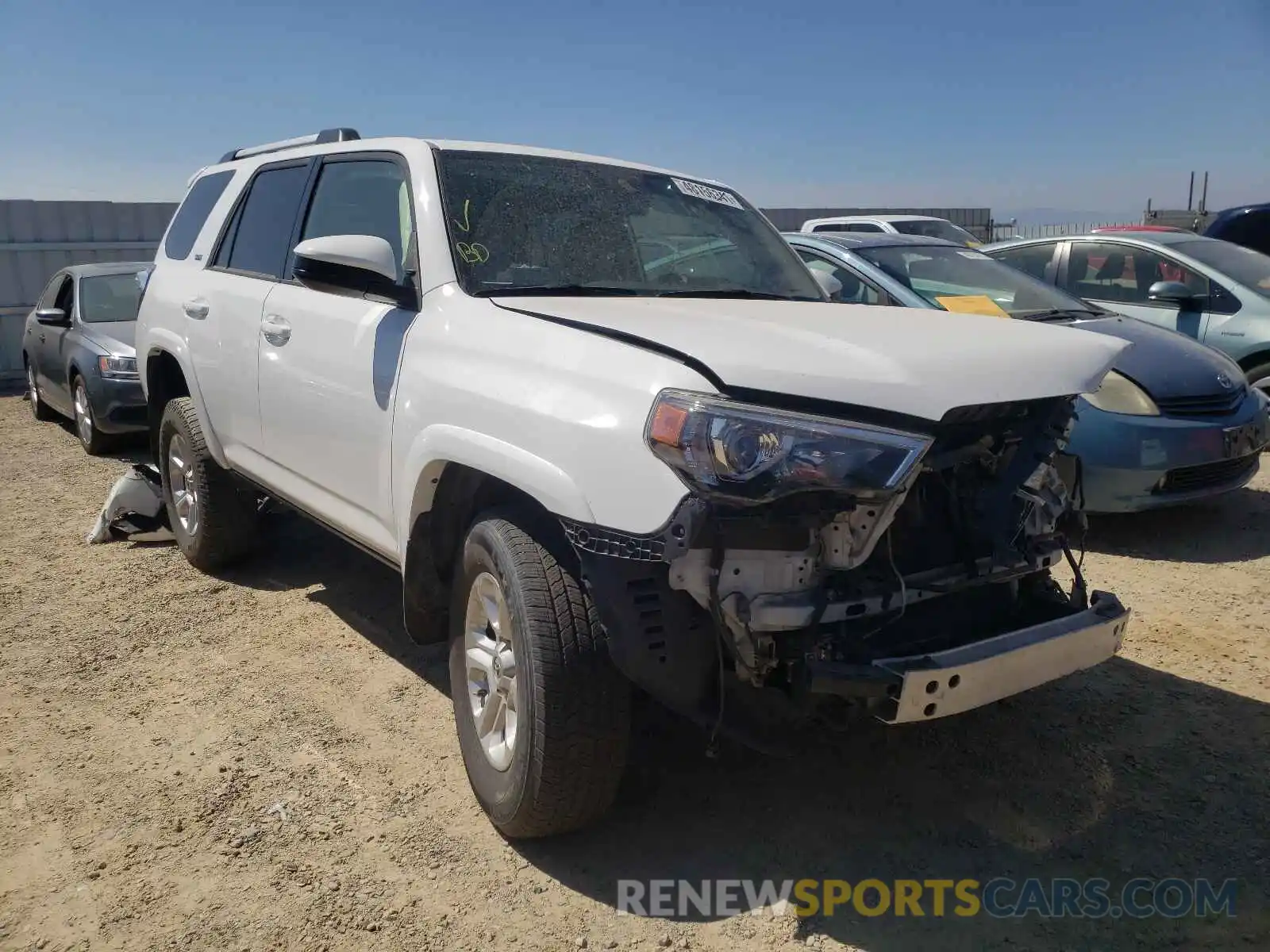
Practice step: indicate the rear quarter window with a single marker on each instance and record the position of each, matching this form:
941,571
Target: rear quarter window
192,215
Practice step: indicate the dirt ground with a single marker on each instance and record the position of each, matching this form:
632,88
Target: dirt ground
264,761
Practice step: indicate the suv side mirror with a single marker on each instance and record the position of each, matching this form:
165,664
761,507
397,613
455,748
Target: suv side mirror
52,317
1172,292
352,266
829,285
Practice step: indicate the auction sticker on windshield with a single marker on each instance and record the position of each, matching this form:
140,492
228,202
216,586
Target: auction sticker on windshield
971,304
710,194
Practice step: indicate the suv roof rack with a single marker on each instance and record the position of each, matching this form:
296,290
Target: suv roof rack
317,139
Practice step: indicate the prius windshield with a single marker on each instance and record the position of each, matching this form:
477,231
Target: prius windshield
525,225
960,279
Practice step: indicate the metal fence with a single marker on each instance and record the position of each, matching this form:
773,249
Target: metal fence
1003,232
975,220
40,238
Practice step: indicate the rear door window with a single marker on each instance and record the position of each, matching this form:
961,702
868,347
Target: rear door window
1124,273
1030,259
194,213
364,197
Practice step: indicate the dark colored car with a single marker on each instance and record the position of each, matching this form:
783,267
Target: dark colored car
1246,225
78,351
1172,423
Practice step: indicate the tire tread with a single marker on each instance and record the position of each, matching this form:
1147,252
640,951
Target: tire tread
229,520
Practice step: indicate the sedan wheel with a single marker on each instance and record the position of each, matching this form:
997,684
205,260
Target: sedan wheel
93,440
184,486
38,408
491,651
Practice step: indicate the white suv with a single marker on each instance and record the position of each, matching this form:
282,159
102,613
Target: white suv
605,424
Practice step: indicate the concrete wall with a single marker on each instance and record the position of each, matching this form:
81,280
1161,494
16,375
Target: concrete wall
38,238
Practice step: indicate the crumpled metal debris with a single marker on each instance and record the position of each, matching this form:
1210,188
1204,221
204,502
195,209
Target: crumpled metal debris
135,509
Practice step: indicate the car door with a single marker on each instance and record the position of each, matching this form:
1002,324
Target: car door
225,306
328,362
1118,276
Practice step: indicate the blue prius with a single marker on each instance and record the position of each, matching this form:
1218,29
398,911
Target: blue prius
1174,422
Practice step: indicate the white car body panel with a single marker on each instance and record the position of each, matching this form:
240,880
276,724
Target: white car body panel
353,419
482,386
889,359
884,222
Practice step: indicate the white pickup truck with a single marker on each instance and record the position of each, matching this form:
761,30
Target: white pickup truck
606,425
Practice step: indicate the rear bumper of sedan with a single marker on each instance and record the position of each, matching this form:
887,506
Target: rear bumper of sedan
1133,463
118,405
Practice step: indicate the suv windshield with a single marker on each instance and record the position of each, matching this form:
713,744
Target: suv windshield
937,228
941,274
110,298
1241,264
522,224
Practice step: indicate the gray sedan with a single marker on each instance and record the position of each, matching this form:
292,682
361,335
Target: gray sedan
78,351
1212,291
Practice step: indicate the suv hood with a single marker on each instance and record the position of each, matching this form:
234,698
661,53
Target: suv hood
903,359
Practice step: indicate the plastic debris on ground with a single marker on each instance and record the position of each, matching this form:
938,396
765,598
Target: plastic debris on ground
135,511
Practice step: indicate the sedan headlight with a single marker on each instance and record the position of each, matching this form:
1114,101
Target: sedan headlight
118,367
755,455
1121,395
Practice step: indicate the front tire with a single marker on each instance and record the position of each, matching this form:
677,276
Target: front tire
544,747
93,441
38,408
214,520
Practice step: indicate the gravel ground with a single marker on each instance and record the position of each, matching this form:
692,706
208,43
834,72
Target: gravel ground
264,761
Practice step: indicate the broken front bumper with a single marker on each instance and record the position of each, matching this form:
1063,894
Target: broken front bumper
937,685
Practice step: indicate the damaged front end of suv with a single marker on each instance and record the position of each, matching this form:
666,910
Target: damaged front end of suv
895,565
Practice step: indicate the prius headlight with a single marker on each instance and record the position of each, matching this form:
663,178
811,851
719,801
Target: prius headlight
1121,395
755,455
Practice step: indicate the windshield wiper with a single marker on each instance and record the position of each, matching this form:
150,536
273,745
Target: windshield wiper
1057,314
560,291
734,294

• • •

§ Your objective:
Turn the stretch from the line containing "Practice step: indicate the plastic" through the end of the material into a numbered list, omitting any blank lines.

§ Solution to the problem:
1. Practice step: indicate the plastic debris on ground with a single marker on each instance and record the position of each, matching this form:
2. 938,396
3. 765,598
4. Target: plastic debris on ground
5. 135,511
6. Practice step: indicate the sedan headlight with a single marker on each instance and record the position of each, matching this form:
7. 1114,101
8. Target: sedan headlight
9. 118,367
10. 755,455
11. 1121,395
12. Practice step: indicate the front tire with a single marker on each instance and record the position of each, matching this form:
13. 677,276
14. Target: front tire
15. 544,747
16. 93,441
17. 38,408
18. 214,520
19. Practice step: indicate the gravel ground with a single marker on each instance and record the position of each, matching this form:
20. 692,706
21. 208,43
22. 834,72
23. Target: gravel ground
24. 264,761
25. Practice step: indicate the broken front bumper with a single marker on each instance and record the position of each, matching this form:
26. 1063,894
27. Target: broken front bumper
28. 937,685
29. Practice step: indicate the damaged front end of suv with a single marker on each instance and record the position of each, matching this form:
30. 666,910
31. Target: damaged front end of suv
32. 895,565
33. Practice step: indicate the prius headlight with a single marker on each instance and record the position of each, matching this form:
34. 663,178
35. 811,851
36. 719,801
37. Target: prius headlight
38. 1121,395
39. 755,455
40. Practice step: indicate the windshield wiper with a single marker on each instance and record the position of each, matching this form:
41. 150,536
42. 273,745
43. Target: windshield wiper
44. 1057,314
45. 560,291
46. 734,294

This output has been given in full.